#### Job item
Starting at the first line and continuing through the line that contains "38L44 57L63 174L1151", rewrite these lines as a JSON list of strings with one string per line, omitting any blank lines.

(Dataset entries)
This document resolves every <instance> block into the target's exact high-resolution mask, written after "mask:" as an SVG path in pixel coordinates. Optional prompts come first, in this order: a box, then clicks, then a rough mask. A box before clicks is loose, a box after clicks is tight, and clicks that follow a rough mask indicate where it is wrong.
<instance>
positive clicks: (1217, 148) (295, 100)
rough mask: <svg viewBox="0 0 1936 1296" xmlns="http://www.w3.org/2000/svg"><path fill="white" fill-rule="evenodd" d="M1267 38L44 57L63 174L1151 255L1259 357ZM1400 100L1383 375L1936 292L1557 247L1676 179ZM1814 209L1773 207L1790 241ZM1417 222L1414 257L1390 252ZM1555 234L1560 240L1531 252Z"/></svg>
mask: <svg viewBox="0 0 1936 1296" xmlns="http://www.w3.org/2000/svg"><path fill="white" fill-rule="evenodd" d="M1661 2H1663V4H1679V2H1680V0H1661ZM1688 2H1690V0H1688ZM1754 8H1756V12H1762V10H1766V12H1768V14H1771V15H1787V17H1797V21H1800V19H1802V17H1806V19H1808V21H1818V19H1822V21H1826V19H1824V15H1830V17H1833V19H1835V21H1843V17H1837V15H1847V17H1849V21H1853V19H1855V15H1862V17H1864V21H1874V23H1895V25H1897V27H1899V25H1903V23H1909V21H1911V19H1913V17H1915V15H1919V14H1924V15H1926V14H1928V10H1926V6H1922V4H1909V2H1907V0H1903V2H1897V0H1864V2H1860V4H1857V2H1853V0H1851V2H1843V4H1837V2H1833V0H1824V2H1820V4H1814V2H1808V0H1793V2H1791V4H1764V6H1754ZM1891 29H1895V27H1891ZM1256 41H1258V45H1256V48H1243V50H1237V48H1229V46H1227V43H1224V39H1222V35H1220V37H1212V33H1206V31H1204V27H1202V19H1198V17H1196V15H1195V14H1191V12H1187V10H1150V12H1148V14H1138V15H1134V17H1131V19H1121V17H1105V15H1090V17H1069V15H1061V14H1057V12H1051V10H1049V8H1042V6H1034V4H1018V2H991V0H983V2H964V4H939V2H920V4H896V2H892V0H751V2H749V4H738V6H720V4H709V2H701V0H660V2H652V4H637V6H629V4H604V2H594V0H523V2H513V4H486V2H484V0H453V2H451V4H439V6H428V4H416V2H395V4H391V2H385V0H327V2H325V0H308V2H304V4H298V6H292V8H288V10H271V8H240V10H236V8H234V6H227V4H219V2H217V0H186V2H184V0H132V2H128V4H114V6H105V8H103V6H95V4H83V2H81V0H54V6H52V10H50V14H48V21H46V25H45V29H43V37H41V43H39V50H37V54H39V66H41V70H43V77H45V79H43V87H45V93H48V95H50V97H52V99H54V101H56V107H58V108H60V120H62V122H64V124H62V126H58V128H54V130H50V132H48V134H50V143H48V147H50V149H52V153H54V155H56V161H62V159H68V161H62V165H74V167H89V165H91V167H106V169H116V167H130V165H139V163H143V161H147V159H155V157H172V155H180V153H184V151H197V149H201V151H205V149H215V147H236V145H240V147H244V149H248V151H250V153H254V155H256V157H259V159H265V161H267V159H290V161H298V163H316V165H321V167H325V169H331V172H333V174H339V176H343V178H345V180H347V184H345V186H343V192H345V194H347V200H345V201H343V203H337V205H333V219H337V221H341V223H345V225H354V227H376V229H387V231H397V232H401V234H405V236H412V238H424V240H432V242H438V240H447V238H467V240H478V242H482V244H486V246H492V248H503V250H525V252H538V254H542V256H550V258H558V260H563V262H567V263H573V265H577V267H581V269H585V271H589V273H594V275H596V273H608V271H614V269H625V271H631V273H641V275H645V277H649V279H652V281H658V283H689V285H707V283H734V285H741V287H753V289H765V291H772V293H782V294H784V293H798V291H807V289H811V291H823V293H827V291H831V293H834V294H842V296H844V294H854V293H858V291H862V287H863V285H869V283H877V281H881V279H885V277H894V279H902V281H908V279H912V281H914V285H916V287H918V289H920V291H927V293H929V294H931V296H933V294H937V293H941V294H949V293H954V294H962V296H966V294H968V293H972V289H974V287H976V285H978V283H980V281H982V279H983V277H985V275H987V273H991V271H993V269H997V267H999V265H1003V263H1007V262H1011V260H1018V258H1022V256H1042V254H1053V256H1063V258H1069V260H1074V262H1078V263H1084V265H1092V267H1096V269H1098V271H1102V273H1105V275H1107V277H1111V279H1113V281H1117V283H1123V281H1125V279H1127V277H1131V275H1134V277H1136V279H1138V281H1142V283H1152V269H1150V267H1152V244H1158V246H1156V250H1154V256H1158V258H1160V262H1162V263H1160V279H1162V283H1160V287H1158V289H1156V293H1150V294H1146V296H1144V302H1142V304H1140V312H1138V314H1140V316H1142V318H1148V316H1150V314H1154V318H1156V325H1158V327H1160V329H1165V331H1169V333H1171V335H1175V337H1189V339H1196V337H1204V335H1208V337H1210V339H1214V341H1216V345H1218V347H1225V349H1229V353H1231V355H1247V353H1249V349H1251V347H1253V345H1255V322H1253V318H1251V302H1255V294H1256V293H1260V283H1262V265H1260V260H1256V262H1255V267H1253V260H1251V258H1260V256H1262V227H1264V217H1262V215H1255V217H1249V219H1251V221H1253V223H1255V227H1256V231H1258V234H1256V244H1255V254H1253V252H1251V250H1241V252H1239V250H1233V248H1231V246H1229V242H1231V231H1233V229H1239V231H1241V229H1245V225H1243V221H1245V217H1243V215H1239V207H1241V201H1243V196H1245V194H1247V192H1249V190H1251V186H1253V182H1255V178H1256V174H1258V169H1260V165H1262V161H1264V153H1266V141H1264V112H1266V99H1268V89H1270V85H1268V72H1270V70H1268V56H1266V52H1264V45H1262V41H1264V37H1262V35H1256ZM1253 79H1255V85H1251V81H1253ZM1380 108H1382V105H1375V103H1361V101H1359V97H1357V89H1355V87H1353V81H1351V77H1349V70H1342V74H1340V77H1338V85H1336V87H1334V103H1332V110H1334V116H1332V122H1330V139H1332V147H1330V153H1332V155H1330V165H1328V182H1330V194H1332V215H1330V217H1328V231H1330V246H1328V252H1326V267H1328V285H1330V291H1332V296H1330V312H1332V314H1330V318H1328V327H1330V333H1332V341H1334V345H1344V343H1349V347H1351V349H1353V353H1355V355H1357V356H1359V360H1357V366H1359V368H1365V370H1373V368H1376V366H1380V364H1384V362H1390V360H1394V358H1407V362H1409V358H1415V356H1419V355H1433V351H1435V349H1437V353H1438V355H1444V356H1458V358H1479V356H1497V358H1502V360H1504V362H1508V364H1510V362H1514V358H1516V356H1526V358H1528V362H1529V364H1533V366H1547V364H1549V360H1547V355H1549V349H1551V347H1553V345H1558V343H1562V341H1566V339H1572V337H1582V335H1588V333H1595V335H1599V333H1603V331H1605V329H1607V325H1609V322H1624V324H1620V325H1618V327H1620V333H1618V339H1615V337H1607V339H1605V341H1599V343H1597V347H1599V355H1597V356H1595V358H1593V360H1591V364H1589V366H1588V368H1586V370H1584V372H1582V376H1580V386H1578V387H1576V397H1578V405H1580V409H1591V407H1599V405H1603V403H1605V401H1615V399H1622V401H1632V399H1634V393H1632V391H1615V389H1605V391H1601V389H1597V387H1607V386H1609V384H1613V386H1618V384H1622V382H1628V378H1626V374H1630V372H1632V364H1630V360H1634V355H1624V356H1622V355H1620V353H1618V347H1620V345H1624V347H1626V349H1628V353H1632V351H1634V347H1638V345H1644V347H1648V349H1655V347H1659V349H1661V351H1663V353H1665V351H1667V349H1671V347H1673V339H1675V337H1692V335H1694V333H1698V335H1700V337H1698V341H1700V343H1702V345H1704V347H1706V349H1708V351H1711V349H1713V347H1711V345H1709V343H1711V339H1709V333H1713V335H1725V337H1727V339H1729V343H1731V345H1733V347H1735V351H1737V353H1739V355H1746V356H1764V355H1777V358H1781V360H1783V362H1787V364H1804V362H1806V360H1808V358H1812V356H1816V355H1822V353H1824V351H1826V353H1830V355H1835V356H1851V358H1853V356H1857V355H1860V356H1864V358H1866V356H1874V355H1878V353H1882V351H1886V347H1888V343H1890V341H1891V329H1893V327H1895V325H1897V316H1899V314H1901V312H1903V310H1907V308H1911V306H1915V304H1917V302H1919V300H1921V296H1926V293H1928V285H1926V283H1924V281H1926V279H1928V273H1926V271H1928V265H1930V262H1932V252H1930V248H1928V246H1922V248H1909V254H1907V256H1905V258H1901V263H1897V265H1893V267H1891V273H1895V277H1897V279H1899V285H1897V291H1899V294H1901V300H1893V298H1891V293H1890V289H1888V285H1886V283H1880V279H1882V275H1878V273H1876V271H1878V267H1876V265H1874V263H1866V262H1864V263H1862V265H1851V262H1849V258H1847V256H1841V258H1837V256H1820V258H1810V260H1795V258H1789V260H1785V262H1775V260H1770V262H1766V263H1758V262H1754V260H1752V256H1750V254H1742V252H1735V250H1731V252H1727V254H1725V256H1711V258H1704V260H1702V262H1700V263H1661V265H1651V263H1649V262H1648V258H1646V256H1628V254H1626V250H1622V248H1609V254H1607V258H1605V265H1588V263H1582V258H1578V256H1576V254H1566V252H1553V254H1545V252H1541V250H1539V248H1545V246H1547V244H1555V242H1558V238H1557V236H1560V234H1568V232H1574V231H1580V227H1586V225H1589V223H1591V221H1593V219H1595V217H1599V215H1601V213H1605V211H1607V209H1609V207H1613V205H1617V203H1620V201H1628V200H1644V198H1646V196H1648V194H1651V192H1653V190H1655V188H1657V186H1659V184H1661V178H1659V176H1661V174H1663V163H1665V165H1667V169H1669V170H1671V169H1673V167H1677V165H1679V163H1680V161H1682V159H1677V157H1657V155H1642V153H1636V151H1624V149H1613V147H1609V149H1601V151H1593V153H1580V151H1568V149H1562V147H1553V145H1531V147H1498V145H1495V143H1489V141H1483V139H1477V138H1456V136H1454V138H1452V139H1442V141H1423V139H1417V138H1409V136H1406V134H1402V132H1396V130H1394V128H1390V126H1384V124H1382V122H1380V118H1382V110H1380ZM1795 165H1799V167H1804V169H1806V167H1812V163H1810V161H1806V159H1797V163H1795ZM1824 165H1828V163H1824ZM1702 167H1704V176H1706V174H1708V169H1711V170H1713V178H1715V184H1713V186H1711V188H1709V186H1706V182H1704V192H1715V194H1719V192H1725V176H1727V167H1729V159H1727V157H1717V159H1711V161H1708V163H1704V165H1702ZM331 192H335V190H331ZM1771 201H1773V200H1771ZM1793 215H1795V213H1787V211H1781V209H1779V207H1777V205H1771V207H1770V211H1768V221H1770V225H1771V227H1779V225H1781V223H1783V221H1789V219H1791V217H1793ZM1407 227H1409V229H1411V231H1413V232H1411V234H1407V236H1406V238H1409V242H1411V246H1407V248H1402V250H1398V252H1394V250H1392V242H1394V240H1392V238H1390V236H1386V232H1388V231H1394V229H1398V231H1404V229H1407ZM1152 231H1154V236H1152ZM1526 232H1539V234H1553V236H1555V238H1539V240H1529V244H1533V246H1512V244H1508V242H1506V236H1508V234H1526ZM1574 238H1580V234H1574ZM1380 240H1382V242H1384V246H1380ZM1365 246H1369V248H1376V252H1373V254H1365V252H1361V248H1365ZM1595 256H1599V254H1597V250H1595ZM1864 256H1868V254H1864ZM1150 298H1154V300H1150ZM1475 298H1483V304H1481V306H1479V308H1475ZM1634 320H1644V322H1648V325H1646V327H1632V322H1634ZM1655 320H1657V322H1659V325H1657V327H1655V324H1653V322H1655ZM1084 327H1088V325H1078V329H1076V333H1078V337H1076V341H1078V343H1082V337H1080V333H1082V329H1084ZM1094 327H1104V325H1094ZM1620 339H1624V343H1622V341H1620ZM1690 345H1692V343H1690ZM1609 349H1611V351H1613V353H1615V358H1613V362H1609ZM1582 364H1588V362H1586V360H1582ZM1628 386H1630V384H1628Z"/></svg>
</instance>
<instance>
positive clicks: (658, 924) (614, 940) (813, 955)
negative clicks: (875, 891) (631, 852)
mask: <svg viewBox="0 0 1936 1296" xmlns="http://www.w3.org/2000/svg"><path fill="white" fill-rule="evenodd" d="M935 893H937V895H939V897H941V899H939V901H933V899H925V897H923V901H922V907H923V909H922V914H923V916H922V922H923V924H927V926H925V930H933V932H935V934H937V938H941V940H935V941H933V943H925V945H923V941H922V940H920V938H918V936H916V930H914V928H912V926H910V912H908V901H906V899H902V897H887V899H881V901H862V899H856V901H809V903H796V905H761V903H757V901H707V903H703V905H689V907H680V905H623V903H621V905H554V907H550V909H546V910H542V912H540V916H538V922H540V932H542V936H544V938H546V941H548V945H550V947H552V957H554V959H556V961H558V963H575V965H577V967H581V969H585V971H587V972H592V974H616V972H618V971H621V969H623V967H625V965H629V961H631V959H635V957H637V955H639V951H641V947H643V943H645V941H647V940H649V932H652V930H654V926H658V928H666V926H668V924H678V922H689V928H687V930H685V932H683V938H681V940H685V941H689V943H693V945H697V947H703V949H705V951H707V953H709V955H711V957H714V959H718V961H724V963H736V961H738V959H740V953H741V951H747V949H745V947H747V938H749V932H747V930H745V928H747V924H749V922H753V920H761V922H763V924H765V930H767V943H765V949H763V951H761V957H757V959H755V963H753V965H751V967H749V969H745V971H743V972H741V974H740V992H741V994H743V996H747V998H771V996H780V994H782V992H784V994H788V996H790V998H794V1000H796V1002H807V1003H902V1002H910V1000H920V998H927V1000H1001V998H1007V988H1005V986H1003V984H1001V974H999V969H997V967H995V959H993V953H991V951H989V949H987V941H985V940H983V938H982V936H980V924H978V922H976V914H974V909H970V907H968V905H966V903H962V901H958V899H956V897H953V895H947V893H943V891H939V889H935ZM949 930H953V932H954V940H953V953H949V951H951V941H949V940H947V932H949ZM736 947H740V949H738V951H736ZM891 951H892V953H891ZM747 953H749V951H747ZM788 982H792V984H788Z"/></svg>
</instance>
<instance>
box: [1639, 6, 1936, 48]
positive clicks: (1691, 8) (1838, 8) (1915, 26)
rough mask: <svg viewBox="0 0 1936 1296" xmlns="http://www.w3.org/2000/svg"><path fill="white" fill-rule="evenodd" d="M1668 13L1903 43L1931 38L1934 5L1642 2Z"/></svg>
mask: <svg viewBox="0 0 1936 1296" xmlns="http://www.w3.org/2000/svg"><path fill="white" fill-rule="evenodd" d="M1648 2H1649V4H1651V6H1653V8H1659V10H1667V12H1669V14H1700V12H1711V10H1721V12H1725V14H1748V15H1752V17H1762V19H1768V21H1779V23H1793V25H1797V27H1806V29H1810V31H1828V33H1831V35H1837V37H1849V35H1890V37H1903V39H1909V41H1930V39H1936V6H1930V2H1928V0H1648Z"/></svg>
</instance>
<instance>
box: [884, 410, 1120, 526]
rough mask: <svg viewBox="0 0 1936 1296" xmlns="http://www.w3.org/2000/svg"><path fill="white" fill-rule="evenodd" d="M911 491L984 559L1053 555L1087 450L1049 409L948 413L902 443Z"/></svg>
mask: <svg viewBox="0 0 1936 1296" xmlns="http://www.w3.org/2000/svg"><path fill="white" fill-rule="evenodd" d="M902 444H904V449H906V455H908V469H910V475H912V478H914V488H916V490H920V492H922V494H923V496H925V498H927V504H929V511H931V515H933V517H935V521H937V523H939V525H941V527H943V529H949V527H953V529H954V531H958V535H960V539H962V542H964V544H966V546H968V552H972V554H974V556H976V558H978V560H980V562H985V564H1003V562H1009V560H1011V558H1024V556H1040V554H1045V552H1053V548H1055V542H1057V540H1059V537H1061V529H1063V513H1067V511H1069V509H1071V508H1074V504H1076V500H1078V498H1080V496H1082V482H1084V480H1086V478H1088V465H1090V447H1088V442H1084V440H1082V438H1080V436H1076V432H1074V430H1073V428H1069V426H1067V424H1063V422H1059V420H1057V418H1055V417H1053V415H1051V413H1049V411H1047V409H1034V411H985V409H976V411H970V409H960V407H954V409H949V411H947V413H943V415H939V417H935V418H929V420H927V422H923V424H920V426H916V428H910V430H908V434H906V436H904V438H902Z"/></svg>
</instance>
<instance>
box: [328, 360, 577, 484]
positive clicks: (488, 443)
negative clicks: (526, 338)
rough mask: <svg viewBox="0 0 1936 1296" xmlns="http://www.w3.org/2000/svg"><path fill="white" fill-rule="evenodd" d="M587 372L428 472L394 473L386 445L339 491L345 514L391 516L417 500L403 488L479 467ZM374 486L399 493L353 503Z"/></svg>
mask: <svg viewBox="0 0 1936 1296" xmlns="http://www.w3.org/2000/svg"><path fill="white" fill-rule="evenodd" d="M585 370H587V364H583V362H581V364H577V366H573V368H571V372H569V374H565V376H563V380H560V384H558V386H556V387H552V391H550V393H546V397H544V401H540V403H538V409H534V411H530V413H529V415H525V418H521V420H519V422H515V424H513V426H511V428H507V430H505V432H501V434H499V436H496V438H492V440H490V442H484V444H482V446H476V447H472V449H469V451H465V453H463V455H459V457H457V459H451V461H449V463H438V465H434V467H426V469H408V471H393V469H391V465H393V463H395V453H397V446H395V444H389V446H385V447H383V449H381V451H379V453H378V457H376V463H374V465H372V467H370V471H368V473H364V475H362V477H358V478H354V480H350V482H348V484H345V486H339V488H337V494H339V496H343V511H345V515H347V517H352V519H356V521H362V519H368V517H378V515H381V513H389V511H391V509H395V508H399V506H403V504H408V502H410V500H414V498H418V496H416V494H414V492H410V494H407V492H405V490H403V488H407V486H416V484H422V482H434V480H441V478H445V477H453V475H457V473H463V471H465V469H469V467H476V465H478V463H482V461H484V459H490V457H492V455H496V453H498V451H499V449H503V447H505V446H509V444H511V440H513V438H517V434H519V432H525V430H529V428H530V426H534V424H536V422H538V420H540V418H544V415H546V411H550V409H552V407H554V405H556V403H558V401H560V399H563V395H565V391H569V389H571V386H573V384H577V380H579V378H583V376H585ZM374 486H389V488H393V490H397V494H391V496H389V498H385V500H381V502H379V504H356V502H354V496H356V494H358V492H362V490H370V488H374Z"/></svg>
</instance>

#### Written answer
[
  "This document resolves every <instance> block into the target's exact high-resolution mask, written after \"mask:\" as an SVG path in pixel coordinates. Optional prompts come first, in this order: a box, then clicks, then a rough mask. A box before clicks is loose, a box after clicks is tight, and clicks that follow a rough mask indicate where it is wrong.",
  "<instance>",
  "positive clicks: (1217, 148) (295, 100)",
  "rough mask: <svg viewBox=\"0 0 1936 1296\" xmlns=\"http://www.w3.org/2000/svg\"><path fill=\"white\" fill-rule=\"evenodd\" d=\"M1267 38L44 57L63 174L1151 255L1259 357ZM1400 100L1383 375L1936 292L1557 247L1676 179ZM1814 209L1773 207L1790 241ZM1417 222L1414 257L1390 252ZM1555 234L1560 240L1531 252Z\"/></svg>"
]